# WORK ITEM
Once the line containing "pixel 107 21." is found in the entries below, restate it and each following line word for word, stopping after the line containing "pixel 81 114.".

# AVAILABLE DATA
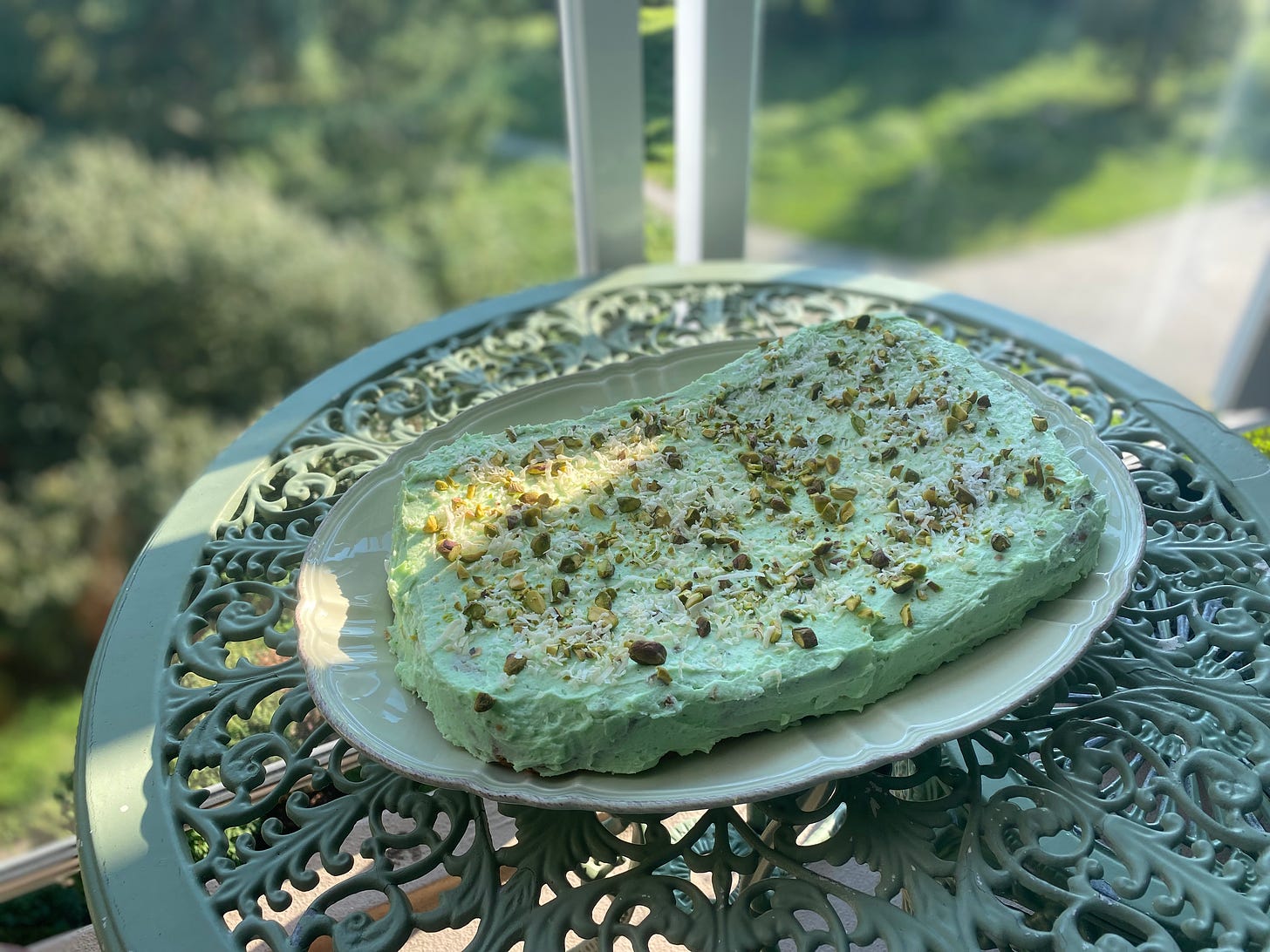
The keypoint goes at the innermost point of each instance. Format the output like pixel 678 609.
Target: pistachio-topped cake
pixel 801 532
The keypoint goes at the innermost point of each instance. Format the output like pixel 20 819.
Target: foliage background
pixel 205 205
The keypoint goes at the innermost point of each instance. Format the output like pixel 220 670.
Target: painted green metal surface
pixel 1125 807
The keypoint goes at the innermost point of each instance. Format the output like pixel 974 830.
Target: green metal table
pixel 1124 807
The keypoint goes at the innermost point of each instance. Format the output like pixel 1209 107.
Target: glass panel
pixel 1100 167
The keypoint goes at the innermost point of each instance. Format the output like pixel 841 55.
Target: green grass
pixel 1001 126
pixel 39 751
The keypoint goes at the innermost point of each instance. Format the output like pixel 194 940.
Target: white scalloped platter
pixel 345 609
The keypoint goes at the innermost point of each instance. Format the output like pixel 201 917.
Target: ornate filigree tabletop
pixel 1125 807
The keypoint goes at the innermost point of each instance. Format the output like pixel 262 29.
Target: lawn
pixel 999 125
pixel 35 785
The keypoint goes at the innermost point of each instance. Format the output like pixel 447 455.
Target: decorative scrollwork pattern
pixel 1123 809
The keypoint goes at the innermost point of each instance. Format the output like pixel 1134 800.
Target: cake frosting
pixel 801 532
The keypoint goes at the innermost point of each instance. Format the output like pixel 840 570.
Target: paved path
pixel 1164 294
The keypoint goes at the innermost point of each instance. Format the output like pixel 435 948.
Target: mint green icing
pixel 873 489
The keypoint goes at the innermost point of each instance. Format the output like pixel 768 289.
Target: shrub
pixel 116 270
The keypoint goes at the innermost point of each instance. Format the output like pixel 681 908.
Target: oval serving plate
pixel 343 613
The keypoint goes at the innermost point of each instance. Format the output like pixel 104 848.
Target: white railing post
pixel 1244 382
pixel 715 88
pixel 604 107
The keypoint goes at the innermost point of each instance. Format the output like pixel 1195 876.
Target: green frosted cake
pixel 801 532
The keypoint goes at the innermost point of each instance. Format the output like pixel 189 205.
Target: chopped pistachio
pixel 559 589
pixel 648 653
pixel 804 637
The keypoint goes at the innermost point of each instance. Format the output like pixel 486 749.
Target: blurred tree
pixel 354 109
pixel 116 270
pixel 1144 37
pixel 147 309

...

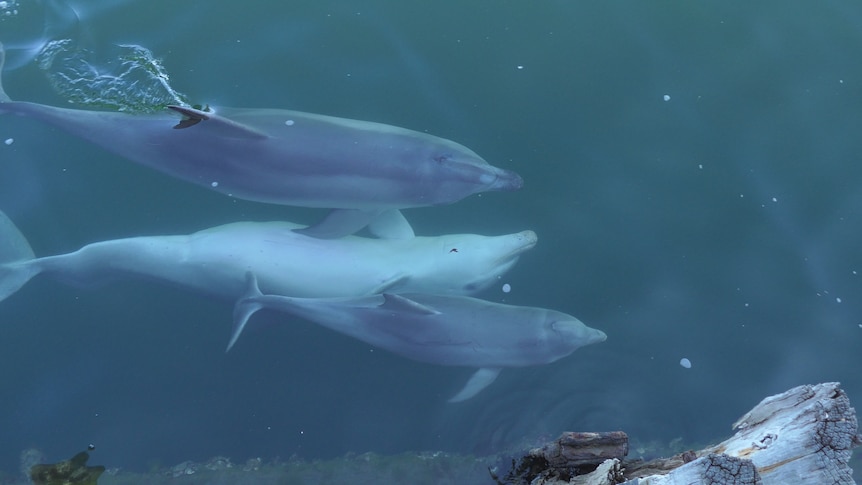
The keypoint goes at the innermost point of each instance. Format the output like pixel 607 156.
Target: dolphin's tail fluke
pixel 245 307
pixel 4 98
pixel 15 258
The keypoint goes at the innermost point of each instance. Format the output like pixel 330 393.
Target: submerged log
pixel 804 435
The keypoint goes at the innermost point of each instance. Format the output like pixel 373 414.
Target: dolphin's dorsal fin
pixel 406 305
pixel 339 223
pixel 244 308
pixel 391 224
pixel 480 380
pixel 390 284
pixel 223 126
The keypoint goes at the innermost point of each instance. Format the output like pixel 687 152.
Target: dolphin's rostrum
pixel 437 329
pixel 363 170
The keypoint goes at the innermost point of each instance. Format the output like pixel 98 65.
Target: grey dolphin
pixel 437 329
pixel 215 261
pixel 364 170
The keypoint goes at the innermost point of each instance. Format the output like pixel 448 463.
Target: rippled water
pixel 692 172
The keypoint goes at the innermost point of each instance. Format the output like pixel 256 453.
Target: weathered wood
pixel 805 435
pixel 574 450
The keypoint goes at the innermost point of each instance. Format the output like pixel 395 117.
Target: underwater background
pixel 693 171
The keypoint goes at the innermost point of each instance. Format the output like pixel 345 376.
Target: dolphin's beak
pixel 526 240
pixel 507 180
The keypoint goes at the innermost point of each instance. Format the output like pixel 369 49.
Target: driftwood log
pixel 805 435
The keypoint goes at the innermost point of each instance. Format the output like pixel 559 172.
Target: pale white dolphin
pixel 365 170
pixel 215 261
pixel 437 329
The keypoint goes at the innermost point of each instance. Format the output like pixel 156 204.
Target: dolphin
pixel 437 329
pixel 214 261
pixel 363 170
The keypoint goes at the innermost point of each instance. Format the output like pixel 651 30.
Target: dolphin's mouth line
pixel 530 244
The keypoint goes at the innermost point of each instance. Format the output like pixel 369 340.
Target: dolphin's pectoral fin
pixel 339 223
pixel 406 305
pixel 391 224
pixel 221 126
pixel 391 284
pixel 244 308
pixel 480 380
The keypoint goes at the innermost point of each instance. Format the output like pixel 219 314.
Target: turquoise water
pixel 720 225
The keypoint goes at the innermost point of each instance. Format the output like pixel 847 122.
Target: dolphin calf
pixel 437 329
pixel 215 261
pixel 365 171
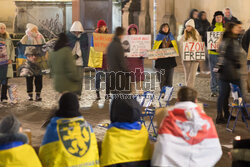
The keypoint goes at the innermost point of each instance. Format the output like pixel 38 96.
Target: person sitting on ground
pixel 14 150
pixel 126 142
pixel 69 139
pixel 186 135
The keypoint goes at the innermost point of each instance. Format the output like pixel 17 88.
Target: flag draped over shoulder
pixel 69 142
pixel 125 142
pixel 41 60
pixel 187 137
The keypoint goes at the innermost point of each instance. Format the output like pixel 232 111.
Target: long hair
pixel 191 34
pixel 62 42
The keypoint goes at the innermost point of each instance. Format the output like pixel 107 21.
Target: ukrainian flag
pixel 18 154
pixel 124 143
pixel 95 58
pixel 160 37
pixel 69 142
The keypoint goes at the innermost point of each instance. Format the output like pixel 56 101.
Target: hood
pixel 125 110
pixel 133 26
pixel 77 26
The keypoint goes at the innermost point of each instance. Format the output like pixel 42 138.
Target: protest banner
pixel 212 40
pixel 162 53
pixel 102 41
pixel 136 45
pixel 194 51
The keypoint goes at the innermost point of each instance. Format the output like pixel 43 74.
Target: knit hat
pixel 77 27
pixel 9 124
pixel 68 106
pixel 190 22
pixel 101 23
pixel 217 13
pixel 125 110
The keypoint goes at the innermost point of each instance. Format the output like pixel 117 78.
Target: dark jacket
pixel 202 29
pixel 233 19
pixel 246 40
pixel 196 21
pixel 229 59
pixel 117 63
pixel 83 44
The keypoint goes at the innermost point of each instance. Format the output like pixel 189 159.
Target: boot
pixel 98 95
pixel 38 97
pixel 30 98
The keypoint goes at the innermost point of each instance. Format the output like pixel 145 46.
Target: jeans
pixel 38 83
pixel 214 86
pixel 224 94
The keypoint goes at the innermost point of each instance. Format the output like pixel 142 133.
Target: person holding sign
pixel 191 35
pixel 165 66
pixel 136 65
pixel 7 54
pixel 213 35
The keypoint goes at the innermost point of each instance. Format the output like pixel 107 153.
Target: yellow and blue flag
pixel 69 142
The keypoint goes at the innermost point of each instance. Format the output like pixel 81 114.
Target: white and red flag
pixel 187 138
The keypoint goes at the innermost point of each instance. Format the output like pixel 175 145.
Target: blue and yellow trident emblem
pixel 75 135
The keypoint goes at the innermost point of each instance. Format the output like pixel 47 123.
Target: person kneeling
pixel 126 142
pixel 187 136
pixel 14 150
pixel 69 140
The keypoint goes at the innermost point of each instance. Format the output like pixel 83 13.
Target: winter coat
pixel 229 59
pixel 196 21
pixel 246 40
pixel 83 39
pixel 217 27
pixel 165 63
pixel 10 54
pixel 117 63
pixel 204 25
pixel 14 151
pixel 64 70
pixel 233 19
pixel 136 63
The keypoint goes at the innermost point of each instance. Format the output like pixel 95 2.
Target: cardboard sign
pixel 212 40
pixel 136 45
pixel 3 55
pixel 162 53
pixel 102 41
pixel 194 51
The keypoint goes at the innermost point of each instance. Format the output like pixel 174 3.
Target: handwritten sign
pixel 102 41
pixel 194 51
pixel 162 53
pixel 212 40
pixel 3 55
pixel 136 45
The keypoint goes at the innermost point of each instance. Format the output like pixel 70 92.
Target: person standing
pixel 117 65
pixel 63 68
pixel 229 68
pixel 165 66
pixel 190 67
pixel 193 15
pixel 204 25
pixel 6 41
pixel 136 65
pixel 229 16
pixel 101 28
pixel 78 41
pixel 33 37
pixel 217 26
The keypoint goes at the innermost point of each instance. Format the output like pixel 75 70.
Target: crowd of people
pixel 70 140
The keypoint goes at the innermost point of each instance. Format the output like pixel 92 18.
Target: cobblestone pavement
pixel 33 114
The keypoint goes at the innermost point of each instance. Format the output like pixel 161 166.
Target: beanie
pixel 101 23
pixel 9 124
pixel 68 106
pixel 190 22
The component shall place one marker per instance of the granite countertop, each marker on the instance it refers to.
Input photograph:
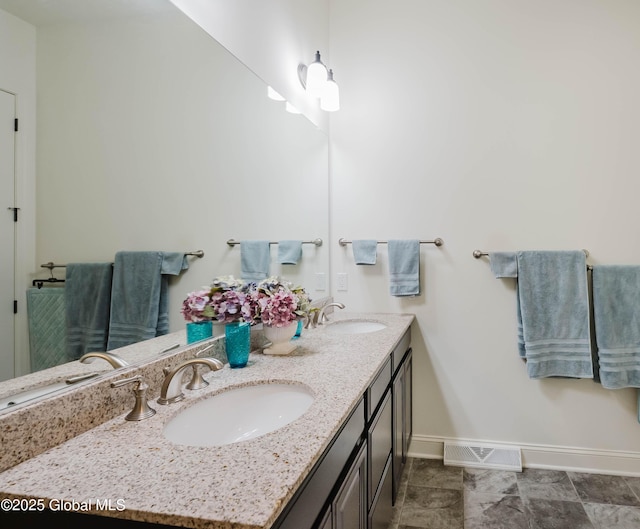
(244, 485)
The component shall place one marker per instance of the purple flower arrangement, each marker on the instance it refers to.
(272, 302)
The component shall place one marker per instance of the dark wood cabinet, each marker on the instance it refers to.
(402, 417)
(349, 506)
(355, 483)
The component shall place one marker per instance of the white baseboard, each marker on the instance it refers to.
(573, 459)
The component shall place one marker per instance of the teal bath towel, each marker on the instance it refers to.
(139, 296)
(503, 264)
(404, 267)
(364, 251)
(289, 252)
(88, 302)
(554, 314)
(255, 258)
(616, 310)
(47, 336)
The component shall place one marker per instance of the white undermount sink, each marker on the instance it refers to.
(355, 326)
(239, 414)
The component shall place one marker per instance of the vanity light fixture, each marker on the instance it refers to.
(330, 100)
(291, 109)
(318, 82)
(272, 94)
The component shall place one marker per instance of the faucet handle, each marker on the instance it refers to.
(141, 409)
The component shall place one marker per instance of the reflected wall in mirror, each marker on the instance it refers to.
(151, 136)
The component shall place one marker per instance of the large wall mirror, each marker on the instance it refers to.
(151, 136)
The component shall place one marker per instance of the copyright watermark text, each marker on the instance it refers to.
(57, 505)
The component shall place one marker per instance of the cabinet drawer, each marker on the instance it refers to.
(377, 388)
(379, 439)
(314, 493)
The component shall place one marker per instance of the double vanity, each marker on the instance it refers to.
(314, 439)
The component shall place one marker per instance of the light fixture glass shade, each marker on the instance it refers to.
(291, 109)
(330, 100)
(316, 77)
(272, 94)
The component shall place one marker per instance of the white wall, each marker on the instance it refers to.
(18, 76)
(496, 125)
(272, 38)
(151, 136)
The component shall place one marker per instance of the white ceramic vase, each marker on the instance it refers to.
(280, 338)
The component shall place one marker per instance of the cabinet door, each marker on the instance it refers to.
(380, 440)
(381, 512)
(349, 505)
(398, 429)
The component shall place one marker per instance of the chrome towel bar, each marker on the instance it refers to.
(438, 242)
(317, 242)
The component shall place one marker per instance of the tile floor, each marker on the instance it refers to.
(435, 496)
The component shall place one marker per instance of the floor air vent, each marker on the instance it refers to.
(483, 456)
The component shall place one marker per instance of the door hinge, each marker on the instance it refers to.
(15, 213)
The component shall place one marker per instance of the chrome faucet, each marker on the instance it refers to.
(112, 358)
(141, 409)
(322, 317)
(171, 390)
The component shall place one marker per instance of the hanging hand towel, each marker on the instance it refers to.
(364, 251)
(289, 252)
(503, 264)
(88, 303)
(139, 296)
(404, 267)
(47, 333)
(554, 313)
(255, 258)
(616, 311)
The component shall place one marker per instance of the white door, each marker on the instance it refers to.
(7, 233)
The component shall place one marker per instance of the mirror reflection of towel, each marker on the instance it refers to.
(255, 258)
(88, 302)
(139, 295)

* * *

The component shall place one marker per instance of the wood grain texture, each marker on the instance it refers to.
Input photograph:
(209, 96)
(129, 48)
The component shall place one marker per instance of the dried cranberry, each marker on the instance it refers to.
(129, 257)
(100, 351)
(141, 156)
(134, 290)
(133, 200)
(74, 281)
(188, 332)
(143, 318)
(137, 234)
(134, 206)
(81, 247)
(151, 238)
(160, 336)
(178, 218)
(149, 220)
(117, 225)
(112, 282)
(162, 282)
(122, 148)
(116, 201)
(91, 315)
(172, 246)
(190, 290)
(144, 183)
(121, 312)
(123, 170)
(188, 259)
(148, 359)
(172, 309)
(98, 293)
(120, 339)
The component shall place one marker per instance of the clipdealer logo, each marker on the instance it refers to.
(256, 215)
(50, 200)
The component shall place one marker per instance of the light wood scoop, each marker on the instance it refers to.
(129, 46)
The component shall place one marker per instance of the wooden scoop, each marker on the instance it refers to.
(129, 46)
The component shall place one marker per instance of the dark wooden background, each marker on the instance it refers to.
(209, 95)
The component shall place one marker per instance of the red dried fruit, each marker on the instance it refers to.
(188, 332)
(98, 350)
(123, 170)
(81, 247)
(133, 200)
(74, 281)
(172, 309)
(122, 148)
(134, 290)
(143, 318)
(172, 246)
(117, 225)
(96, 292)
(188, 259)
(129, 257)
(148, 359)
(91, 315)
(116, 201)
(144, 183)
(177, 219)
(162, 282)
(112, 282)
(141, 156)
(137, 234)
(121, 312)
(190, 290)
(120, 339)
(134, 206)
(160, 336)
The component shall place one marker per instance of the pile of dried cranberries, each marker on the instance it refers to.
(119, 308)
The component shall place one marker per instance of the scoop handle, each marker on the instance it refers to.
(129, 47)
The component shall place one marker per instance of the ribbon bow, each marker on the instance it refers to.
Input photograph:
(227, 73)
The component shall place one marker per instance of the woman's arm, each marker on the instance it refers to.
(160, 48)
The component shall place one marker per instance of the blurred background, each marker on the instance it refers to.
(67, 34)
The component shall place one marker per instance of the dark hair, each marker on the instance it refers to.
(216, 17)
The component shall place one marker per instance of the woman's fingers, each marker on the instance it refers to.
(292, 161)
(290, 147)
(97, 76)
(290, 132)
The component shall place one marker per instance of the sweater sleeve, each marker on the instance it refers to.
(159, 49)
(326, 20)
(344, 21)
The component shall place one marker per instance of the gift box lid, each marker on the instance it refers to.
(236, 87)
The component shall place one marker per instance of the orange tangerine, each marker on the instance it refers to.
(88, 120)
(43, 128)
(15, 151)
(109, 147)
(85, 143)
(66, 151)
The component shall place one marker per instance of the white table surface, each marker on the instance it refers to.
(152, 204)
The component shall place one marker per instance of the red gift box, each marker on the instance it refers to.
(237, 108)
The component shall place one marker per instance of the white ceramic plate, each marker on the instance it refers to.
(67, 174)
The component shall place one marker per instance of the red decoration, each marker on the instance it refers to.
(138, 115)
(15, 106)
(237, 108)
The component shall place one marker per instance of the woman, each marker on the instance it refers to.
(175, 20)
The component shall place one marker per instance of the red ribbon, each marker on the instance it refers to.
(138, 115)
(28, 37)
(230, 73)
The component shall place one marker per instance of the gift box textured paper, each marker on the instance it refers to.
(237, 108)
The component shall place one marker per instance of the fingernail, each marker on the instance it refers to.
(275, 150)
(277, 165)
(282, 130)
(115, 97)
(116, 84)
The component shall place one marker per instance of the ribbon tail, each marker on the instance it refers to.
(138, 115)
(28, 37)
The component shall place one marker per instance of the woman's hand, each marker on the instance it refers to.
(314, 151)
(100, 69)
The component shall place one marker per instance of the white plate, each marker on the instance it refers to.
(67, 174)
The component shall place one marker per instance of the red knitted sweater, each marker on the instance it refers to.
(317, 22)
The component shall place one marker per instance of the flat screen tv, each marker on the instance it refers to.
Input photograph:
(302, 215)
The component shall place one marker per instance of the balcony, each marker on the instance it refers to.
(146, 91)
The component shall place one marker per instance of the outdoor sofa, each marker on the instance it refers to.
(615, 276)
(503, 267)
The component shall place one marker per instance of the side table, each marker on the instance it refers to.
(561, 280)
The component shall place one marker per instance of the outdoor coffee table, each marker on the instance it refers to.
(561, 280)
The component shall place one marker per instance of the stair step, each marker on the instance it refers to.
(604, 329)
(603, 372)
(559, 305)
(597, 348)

# SOLUTION FOR THIS TASK
The keypoint goes at the innermost point of each instance. Format the output like pixel 107 21.
Target: ukrainian flag
pixel 18 154
pixel 124 143
pixel 95 58
pixel 160 37
pixel 69 142
The keypoint goes at the innermost point of each instance. Format the output like pixel 56 101.
Target: hood
pixel 125 110
pixel 133 26
pixel 77 26
The keypoint goes at the innermost point of each instance. Format the output like pixel 42 138.
Target: protest banner
pixel 212 40
pixel 162 53
pixel 102 41
pixel 136 45
pixel 194 51
The keypoint goes at the innermost point of each instance. Format the output like pixel 43 74.
Target: knit hat
pixel 77 27
pixel 9 124
pixel 68 106
pixel 190 22
pixel 101 23
pixel 217 13
pixel 125 110
The keypoint goes at the innermost point of each instance. Format the output like pixel 117 78.
Target: dark jacket
pixel 202 29
pixel 233 19
pixel 246 40
pixel 196 21
pixel 229 59
pixel 117 63
pixel 83 44
The keypoint goes at the innermost point of each instance. Format the output like pixel 189 159.
Target: boot
pixel 98 95
pixel 38 97
pixel 30 98
The keypoint goes at the innermost point of each instance. Format the output like pixel 145 46.
Target: jeans
pixel 38 83
pixel 214 86
pixel 224 94
The keypoint goes at the innermost point of each instance. Format the output like pixel 142 133.
Target: person holding sign
pixel 191 35
pixel 165 66
pixel 136 65
pixel 7 54
pixel 213 35
The keypoint goes at the innermost point of each instance. Format the output like pixel 107 153.
Target: yellow and blue flag
pixel 69 142
The keypoint goes at the innermost point of each instance. Format the output like pixel 81 114.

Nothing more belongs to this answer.